The professional fool Il Matto--well-read but ignorant of his limits of foolery

The third fool is “Il matto” (The fool/The clown), a professional fool, played by Richard Baseheart . The clown is the smartest of the trio and a philosopher. He considers himself to be ignorant but he reads books. He is able to spot the latent capability of Gelsomina . But he is not smart enough to know when he has to stop playing the fool. He is the proverbial jester of a king’s court, intelligent enough to spot talent and grasp universal truths. In the most philosophically important line in the film he states “Everything is useful... This pebble for instance.” When queried as why the pebble is useful, he replies even more interestingly “If I knew, I would be the Almighty who knew all. When you are born, and when you die... Who knows? I don’t know for what this pebble is useful but it must be useful. For if it is useless, everything is useless. So are the stars.”   “Il matto,” the clown, when dying, is philosophically worried that his watch is broken, when it is his skull that is actually broken by Zampano.

Gelsomina is initially not able to play the trumpet but the filmmakers without showing her practising to play the instrument suggests, as the film progresses, that she had become close to the musical instrument (Zampano leaves that trumpet with her as she sleeps blissfully unaware that Zampano  is leaving her). What is more, we also learn later in the film that she has mastered the very musical notes that Il Matto the clown had always played on his miniature violin to make the audience laugh and cry.

Thus La Strada presents the viewer with three kinds of fools: the simpleton, the boor, and the professional clown, who pokes fun at others and at himself, sometimes to earn money, sometimes by habit. Each one of us plays the fool some time in our lives—but we need to identify for ourselves which kind and when we played each role.

REQUIRED WORK:
**1)** Decide whether each statement below agrees with the passage on La Strada's fools, answering yes or no and quoting the deciding words from the passage. (a) The clown is played by Richard Baseheart. (b) The film shows Gelsomina practising the trumpet. (c) The clown considers himself the smartest of the trio.
**2)** Pick up the passage on La Strada's fools and continue it from where it stops.

DATA PROVIDED:
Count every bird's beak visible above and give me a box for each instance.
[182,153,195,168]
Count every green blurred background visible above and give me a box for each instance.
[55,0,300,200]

RESULTS OF THE TASKS:
**1)**
(a) Yes: "played by Richard Baseheart".
(b) No: "without showing her practising to play the instrument".
(c) No: "He considers himself to be ignorant".

**2)**
Gelsomina playing on her trumpet Nino Rota's touching notes

It is interesting to study how Fellini and his two co-scriptwriters developed the story of La Strada. It is well known that Fellini loved the circus and much of the ideas of La Strada was a result of this fascination. Fellini modeled Zampano’s character partly on a real-life pig castrator, who was also a womanizer.  He had wanted to make a film on a travelling circus. But the concept of Gelsomina was the contribution of Tulio Pinelli, who had seen a tiny woman pushing a cart just as Gelsomina pushed the motorcycle driven van with a tarpaulin cover when it would need a push to start. But it was Fellini who made Gelsomina the dim-witted woman in the tale.  The melancholic irony of La Strada was possibly the contribution of Ennio Flaiano, whose literary works represent that very bent of mind. Thus, the film distills a tale picked up from real situations by three writers to forge an unforgettable story of three unusual characters on the fringes of society, a story delicately  woven to entertain  a wider audience over time, not just the Jury members at Venice Film Festival or the voting Oscar Academy members but even the current Pope.


Zampano and Gelsomina on the road


Is there religion in La Strada? The only obvious religious reference is provided by the nuns who provide Gelsomina and Zampano a place to stay overnight and Zampano rebukes their generosity by stealing from his benefactors. The nun who befriends Gelsomina comments that she views Gelsomina’s purpose in life to be much like her own life with the nuns.  “Il matto”, the clown, sees  Gelsomina’s life having a purpose just as each pebble has a purpose. These are vignettes of philosophy and theology that possibly appealed to Pope Francis who took his papal name after St Francis of Assisi. And at the end of the film, a reflective viewer realizes that the “pebble” of the film did have a purpose, which might not be so obvious to some other viewers.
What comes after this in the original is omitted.